**Data for review**:
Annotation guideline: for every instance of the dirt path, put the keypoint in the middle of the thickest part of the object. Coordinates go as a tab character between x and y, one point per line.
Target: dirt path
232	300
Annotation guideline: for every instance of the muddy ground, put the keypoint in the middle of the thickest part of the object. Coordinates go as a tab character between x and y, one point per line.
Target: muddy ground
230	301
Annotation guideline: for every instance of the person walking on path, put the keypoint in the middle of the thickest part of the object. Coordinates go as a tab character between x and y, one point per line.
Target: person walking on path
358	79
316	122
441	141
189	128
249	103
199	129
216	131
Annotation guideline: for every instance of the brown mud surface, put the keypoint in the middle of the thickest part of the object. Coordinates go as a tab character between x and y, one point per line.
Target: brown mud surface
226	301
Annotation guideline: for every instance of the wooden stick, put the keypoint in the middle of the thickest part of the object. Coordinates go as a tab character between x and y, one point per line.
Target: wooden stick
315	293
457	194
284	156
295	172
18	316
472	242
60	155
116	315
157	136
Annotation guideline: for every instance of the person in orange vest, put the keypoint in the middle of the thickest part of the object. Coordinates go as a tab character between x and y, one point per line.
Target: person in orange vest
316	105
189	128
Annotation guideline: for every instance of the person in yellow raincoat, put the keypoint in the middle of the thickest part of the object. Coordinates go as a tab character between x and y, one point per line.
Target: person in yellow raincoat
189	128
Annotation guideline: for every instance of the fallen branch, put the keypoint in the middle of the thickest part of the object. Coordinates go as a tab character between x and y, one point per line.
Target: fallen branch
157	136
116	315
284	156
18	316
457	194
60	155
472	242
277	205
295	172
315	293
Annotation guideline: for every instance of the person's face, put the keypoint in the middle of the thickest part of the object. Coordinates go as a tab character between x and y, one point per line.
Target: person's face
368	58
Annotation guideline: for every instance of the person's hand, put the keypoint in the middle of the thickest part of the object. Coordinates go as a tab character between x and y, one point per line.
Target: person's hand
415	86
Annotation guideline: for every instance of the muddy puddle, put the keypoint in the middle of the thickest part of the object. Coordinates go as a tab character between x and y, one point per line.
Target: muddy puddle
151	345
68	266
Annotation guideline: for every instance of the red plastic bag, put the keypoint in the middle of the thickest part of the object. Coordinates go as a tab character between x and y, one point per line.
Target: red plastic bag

**Work to be completed**: All lines from the one containing "Target: person's hand" through the last line of the data must be set down exactly. No other lines belong in the answer.

**Solution to the exercise**:
Target: person's hand
415	86
Annotation guideline: for every instance of the muddy puddle, put the keypoint in the middle of the thickest part of the object. Coordinates go as a tab character between x and y, one point per line.
Target: muddy puddle
151	345
68	266
Annotation guideline: for every instance of the red plastic bag, put the keypoint in the middle of the thickest part of the object. Coordinates go as a tab character between x and y, one point per line.
Target: red plastic bag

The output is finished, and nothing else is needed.